» **Passage to read**:
:::
All this is to stay that I have crossed the point of no return. Twelve days from now I will take off for Accra and will spend 11 days there, interviewing a multitude of people whose names I do not yet know. Assuming I won't have any trouble accessing the internet, I will keep you posted from there. Stay tuned!

Sunday, January 27, 2008

Saudade

Fortunately London is a place where one doesn't have to stay homeless for long. I have found myself a new apartment and will be moving in next weekend. The new flat is in the same neighbourhood I am living in now so I can stay set in many of my ways. I will miss this place and am somewhat worried about how I am going to fit all my belongings in a room that is clearly a lot smaller but I genuinely like the looks of my new accommodation.

Last week has awoken a feeling in me that had stayed dormant thus far. The feeling is simultaneously fed by my need to move out and the fact that I have just agreed to rent out my Amsterdam apartment for the next 6 months again. Breaking through my emotional surface is a nagging homesickness. Up until now I had been too absorbed by my new life in London to spend much time thinking about the one I left behind. London is a greedy lover, jealously demanding all your time and energy. The city had blinded me to my old love.

Amsterdam is the only city that really makes my heart beat faster. Cycling along the canals on a sunny afternoon makes it skip a beat. I miss the houseboats, miss shopping on the Albert Cuyp and, most of all, miss the feeling of being at home. In London I still feel on the outside. I am merely passing through. The problem is that I will be passing through for at least another 6 months and with my current line of work, it is very possible my next destination will not be Amsterdam. This was my choice and it is a choice that I do not regret. This is what I want to do with my life. But on days like today, my heart sings heavy with saudade.

Wednesday, January 23, 2008

Foot prints

I have written numerous times here about trips I was supposed to be making to unusual and exotic places. Indeed my shelves have filled up with guidebooks I haven't yet had a chance to use. Due to all sorts of funding and logistical trouble everything had been pushed back and then further back. But finally the tides are changing!

Next month I am scheduled to make my first business trip. It is not to Russia, Kyrgyzstan or Uzbekistan. No, it is quite a different continent all together. I am scheduled to spend two weeks in February trotting around Accra, Ghana. Before you roll your eyes and think to yourselves "yeah right, we'll see about that": the arrangements have been made and I have my letter of invitation personally signed by a delegate of the Dutch consulate in Ghana already. What I need now is my visa and my shots. O yes, and some idea of what I am supposed to be doing there...
:::
» **Information supplied**:
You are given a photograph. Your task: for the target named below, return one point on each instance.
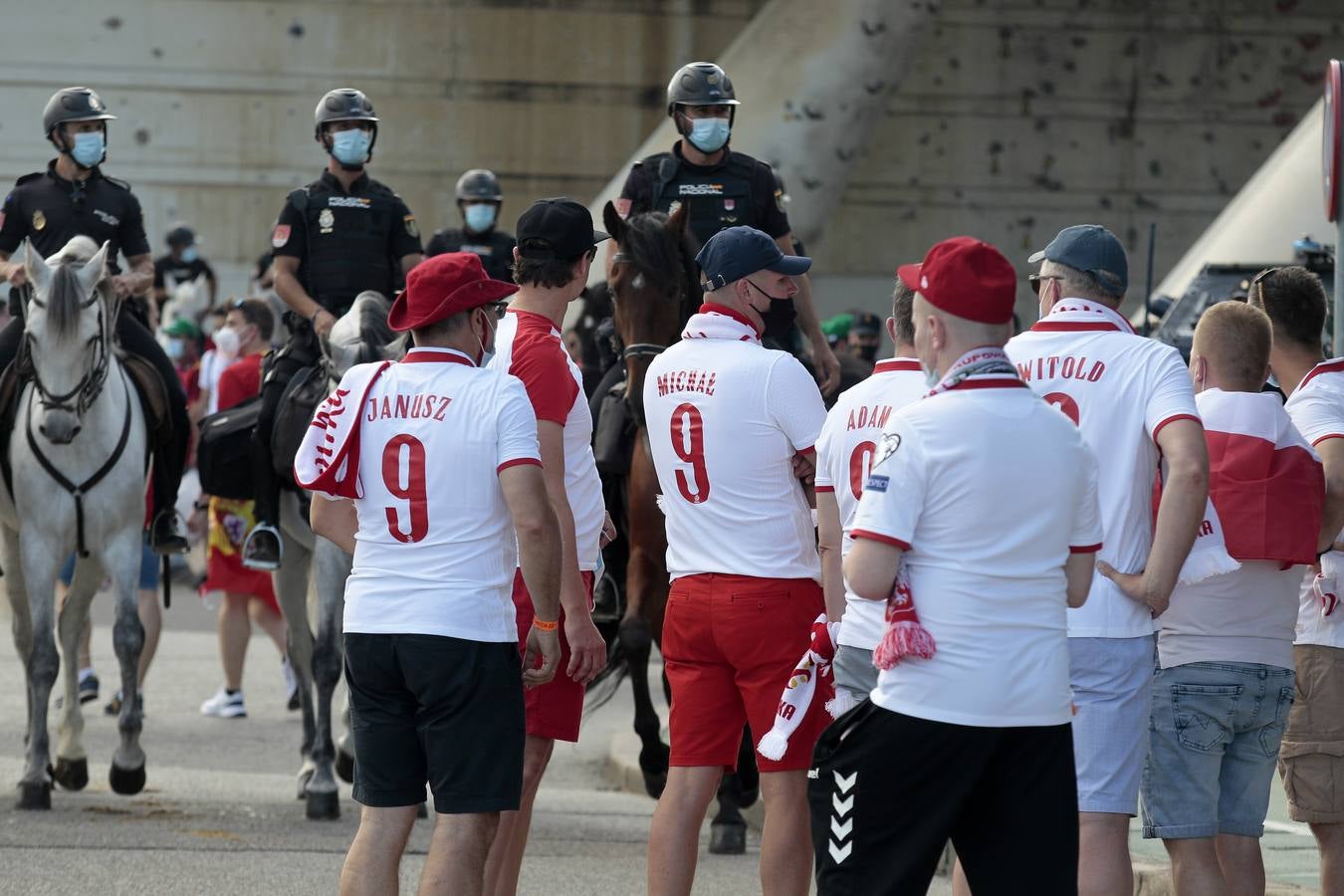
:::
» **Required work**:
Carry on the blog entries about life in London and the upcoming trip to Accra from their final sentence.

» **Task result**:
I will be travelling alone which is something I have not done on this scale before. I will be met at the airport (I assume!) but, after some initial introductions, it will be just me and the city. Of course I am very excited but I cannot deny I am also a bit scared. It's not a very tangible fear as I know next to nothing about Ghana, nothing either good or bad. I don't know if I am afraid to get lost, robbed or to simply find myself out of my depth. Whatever it is, I better get over it as this will not be my last trip alone. The next one has been scheduled as well.

In April or May I will at long last get to travel to Russia and then again in June. Astute readers may have picked up that by then the original 6 months that I had mapped out for this job will have long since passed. It took a while for the really good stuff to materialise but now that it is happening, I am not about to jump ship just yet. This is too good an opportunity to pass up on. I want my passport to look like this:

Tuesday, January 08, 2008

Dodgy degrees

O in these quadrangles where Wisdom honours herself
Does the original stone merely echo that praise
Shallowly, or utter a bland hymn of comfort,
The founder's equivocal blessing
On all who worship Success?
Oxford - W.H. Auden

Universities are not what they used to be. Once they were noble institutions of learning, filled with scholarly students drinking from the cup of Wisdom. Well, maybe a few other cups here and there as well but you get the picture. But then universities had to become market focussed, profit oriented, competitive. Students these days are selected more for their financial than their intellectual capacity. It is hidden behind phrases like "investing in your own future" but basically you need deep pockets to do advanced degrees unless you are one of the lucky few eligible for sponsorship. My own university celebrated its centenary by upping the tuition fees even further. Especially business degrees have become the cash cow of the academic system. At least at this university, however, you get value for your money. The degree is an expensive key unlocking many doors. Enter the world of dodgy degrees...

Anybody with a Gmail account out there may know what I am talking about. After the first email you send talking about your thesis, the ads on the site of your screen flash out at you 'Buy Your Degree Online'. I cannot say I have been tempted to take this shortcut but it makes you wonder how many people have. It's a scam but the scam is being played only on employers silly enough not to check the credentials of their applicants. The students are wholly complicit in this deceit.

Far worse is the story shown on the BBC today. It shows bogus universities preying on unsuspecting overseas students. Students get lured in with a flashy website, imaginary accreditation and even a graduation ceremony in Oxford or Cambridge. The Irish International University was exposed as an organisation accredited only by the Quality Assurance Commission UK, a body set up by... the director of the IIU himself! The honorary chancellor is a man who bought himself a baron title and who readily admits "the whole thing is dodgy" when caught on hidden camera. It is disgusting to see how poor students are taken advantage of. Their degrees will be next to worthless when applying for a job at any serious company. Unless maybe they try applying at a dummy corporation?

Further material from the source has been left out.